▶ Task material:
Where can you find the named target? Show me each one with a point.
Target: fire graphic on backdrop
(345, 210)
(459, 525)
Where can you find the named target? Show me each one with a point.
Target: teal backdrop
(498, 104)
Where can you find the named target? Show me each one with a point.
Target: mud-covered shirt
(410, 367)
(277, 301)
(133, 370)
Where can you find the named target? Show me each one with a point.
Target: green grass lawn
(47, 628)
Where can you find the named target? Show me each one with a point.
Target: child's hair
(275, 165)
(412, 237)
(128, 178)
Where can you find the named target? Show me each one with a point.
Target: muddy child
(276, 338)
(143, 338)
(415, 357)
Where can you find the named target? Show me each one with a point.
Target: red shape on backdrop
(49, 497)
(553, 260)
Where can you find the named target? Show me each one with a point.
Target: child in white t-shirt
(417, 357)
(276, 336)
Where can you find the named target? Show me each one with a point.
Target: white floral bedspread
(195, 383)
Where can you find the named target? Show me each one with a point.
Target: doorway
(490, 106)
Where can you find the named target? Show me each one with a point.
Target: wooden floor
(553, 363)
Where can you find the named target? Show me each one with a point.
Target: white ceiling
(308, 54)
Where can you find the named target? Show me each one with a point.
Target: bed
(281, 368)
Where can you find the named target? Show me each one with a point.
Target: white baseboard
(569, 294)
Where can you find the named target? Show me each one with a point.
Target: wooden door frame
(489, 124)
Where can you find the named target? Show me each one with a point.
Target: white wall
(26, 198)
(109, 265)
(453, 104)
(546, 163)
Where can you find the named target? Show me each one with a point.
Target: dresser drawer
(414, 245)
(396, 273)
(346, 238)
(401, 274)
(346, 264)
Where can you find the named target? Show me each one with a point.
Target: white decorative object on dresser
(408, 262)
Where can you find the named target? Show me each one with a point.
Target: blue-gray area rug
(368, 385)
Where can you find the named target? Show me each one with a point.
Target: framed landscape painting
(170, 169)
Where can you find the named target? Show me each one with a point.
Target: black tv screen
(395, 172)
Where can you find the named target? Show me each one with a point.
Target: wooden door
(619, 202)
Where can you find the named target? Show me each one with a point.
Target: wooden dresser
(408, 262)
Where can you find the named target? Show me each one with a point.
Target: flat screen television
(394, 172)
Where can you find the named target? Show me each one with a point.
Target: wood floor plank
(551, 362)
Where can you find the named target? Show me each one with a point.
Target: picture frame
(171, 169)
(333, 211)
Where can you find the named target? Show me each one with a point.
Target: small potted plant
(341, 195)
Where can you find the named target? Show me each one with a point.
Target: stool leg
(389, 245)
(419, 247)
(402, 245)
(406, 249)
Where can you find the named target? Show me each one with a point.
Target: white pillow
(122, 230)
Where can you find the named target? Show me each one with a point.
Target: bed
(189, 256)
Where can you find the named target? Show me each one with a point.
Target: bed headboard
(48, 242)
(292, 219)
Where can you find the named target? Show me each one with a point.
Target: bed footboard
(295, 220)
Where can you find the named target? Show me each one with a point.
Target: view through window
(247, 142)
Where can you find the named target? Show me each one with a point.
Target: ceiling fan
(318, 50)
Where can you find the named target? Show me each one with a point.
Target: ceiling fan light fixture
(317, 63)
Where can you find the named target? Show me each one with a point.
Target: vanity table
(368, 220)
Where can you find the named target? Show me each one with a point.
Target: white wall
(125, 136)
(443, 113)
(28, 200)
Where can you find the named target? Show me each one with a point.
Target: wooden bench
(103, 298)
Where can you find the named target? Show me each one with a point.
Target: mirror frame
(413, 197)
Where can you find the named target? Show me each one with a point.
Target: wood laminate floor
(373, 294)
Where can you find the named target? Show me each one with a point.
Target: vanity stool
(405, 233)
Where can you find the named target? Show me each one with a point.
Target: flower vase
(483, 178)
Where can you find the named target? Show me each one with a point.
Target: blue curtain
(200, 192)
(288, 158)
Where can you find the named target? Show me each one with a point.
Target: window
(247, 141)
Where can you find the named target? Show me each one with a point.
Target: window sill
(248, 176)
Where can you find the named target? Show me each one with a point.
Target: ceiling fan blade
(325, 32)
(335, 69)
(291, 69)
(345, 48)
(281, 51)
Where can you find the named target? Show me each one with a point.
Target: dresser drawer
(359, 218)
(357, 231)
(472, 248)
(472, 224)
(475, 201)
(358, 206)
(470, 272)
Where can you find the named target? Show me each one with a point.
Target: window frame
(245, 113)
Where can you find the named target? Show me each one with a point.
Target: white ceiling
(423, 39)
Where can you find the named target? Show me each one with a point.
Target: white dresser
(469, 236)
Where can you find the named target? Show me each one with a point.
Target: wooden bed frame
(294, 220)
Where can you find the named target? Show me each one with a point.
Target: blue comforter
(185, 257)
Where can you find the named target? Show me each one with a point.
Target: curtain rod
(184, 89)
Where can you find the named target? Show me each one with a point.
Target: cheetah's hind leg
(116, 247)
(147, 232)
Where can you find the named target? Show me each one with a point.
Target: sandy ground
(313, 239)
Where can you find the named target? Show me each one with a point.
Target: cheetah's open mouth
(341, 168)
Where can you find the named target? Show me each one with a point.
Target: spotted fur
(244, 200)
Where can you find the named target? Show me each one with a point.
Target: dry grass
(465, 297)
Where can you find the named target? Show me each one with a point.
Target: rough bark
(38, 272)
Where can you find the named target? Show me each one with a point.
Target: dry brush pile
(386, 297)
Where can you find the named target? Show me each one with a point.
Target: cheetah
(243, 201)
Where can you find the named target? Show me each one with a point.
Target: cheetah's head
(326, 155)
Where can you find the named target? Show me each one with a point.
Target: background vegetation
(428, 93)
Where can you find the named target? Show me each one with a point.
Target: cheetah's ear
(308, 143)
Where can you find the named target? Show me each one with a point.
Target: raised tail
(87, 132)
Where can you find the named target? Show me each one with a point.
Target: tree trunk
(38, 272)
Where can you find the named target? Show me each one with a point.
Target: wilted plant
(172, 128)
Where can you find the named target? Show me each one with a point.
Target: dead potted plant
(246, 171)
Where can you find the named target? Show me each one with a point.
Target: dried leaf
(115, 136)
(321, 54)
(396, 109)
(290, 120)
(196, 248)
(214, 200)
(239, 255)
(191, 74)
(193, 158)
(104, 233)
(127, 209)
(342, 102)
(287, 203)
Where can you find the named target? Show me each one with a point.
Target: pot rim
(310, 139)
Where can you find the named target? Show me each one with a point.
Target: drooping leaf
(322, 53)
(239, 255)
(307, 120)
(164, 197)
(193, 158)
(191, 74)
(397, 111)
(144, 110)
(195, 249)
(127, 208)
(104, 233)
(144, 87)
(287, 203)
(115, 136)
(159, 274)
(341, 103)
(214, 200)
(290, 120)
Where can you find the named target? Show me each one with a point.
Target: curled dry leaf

▶ Goal of the exercise: Copy each entry exactly, with nothing added or dropped.

▶ Answer to this problem:
Where can you find the named target? Show me each one with a point.
Target: fire graphic on backdrop
(345, 210)
(459, 525)
Where can you find the named target? Show me each one with a point.
Target: teal backdrop
(498, 104)
Where can you find the named target? Show me each one with a point.
Target: mud-covered shirt
(410, 367)
(277, 301)
(133, 370)
Where can you find the named target? Show me each one with a point.
Target: green grass lawn
(47, 628)
Where can you find the named target? Show me each one with a point.
Target: child's hair
(275, 165)
(412, 237)
(128, 178)
Where can you find the named target? Show me each one with a point.
Target: muddy child
(276, 338)
(143, 338)
(415, 357)
Where can you find the named target? Show me each one with a point.
Target: red shape on backdrop
(49, 497)
(553, 260)
Where can you find the named target? Show me each one with a point.
Target: child in white t-shirt
(417, 357)
(276, 336)
Where can you find the named target? Show me each one with a point.
Target: white floral bedspread
(195, 383)
Where can you find the named target? Show me each one with a point.
Target: doorway
(490, 106)
Where can you find the named target? Show me each one with a point.
Target: wooden floor
(553, 363)
Where can you find the named target? Show me each one with a point.
Target: white ceiling
(308, 54)
Where can you find the named target? Show me each one with a point.
Target: bed
(281, 368)
Where can you find the named target? Show me each one with a point.
Target: white baseboard
(569, 294)
Where can you find the named target? Show me each one with a point.
Target: wooden door frame
(489, 124)
Where can you find the named target? Show me each one with a point.
Target: white wall
(26, 198)
(109, 265)
(453, 104)
(546, 163)
Where can you find the named target? Show me each one with a point.
Target: dresser drawer
(414, 245)
(396, 273)
(346, 238)
(401, 274)
(346, 264)
Where can you find the named target? Show me each one with a point.
Target: white decorative object on dresser
(408, 262)
Where can you find the named target? Show me each one with a point.
Target: blue-gray area rug
(368, 385)
Where can you find the named target? Show me each one with a point.
Target: framed landscape painting
(170, 169)
Where can you find the named target? Show me each one with a point.
Target: black tv screen
(395, 172)
Where can you find the named target? Show me each one with a point.
Target: wooden door
(619, 202)
Where can you find the named target? Show me each one with a point.
Target: wooden dresser
(408, 262)
Where can you find the named target? Show me each one with a point.
Target: flat screen television
(394, 172)
Where can you find the named target? Show me each one with a point.
Target: wood floor plank
(551, 362)
Where can you find the named target? Show me each one with a point.
Target: picture frame
(171, 169)
(333, 211)
Where can you find the named target? Show me each one with a point.
Target: small potted plant
(341, 195)
Where can you find the named target? Show me each one with a point.
Target: stool leg
(389, 245)
(419, 247)
(402, 245)
(406, 249)
Where can you find the named target? Show me each one with a point.
Target: white pillow
(122, 230)
Where can you find the named target? Show me each one with a point.
Target: bed
(189, 256)
Where can you find the named target? Show me each one with a point.
Target: bed headboard
(48, 242)
(292, 219)
Where can you find the named target? Show me each one with a point.
Target: bed footboard
(295, 220)
Where can you find the named target? Show me each one with a point.
Target: view through window
(247, 142)
Where can you find the named target? Show me each one with a point.
Target: ceiling fan
(318, 50)
Where can you find the named target? Show me each one with a point.
Target: ceiling fan light fixture
(317, 63)
Where can you find the named target? Show me each one with a point.
Target: vanity table
(368, 220)
Where can you find the named target? Show me each one with a point.
Target: white wall
(125, 136)
(443, 113)
(28, 200)
Where can you find the named target? Show me each one with a point.
Target: wooden bench
(103, 298)
Where can you find the named target? Show me each one with a point.
Target: mirror frame
(413, 197)
Where can you find the named target? Show me each one with a point.
Target: wood laminate floor
(373, 294)
Where can you find the named target? Show me each one with a point.
Target: vanity stool
(405, 233)
Where can you find the named target? Show me each one with a point.
Target: flower vase
(483, 178)
Where can you find the named target? Show me each one with a point.
Target: blue curtain
(200, 192)
(288, 158)
Where can you find the named target? Show me each one with a point.
Target: window
(247, 141)
Where can you find the named target? Show me each one with a point.
Target: window sill
(248, 176)
Where can you find the named target? Show me each one with a point.
Target: ceiling fan blade
(325, 32)
(335, 69)
(291, 69)
(345, 48)
(281, 51)
Where can you find the named target? Show me each one with a point.
Target: dresser drawer
(359, 218)
(357, 231)
(472, 248)
(472, 224)
(475, 201)
(358, 206)
(470, 272)
Where can you find the named target? Show me each one with a point.
Target: window frame
(245, 113)
Where can you find the named target? Show me each one with a point.
Target: white ceiling
(423, 39)
Where can you find the named target? Show me each one with a point.
Target: white dresser
(469, 236)
Where can you find the named target? Show me each one with a point.
Target: wooden bed frame
(294, 220)
Where can you find the named target? Show me each one with a point.
Target: blue comforter
(185, 257)
Where can you find the named target? Show me each one with a point.
Target: curtain rod
(184, 89)
Where can you find the named target? Show me each one with a point.
Target: cheetah's hind leg
(116, 247)
(147, 232)
Where can you find the named target? Show me each one with a point.
Target: sandy ground
(313, 239)
Where can you find the named target? Show me each one with a point.
Target: cheetah's open mouth
(341, 168)
Where can you find the named target? Show me each one with a point.
Target: spotted fur
(244, 200)
Where can you find the named target? Show me each one with a point.
Target: dry grass
(465, 297)
Where can you find the named target? Show me each one with a point.
Target: rough bark
(38, 272)
Where can you find the named target? Show me each one with a point.
Target: dry brush pile
(386, 297)
Where can you find the named target? Show me each one with a point.
Target: cheetah
(243, 201)
Where can you find the named target? Show me each one with a point.
Target: cheetah's head
(326, 155)
Where can you find the named target? Show me each one with a point.
Target: background vegetation
(428, 93)
Where can you find the named target? Show me each one with a point.
Target: cheetah's ear
(308, 143)
Where can you find the named target? Show me each one with a point.
Target: raised tail
(87, 132)
Where can you find the named target? Show me each one with a point.
Target: tree trunk
(38, 272)
Where can you find the named target? Show me each one with a point.
Target: wilted plant
(172, 128)
Where can you find the named target? Show me each one with a point.
Target: dead potted plant
(246, 171)
Where can you find the named target? Show me each one with a point.
Target: dried leaf
(115, 136)
(321, 54)
(396, 109)
(290, 120)
(196, 248)
(214, 200)
(239, 255)
(191, 74)
(193, 158)
(104, 233)
(127, 209)
(342, 102)
(287, 203)
Where can you find the named target? Show me each one with a point.
Target: pot rim
(310, 139)
Where can you find the named target? Show me each one with a point.
Target: drooping leaf
(322, 53)
(239, 255)
(307, 120)
(164, 197)
(193, 158)
(191, 74)
(397, 111)
(144, 110)
(195, 249)
(127, 208)
(104, 233)
(144, 87)
(287, 203)
(115, 136)
(159, 274)
(341, 103)
(214, 200)
(290, 120)
Where can you find the named target? Show me each one with a point.
Target: curled dry leaf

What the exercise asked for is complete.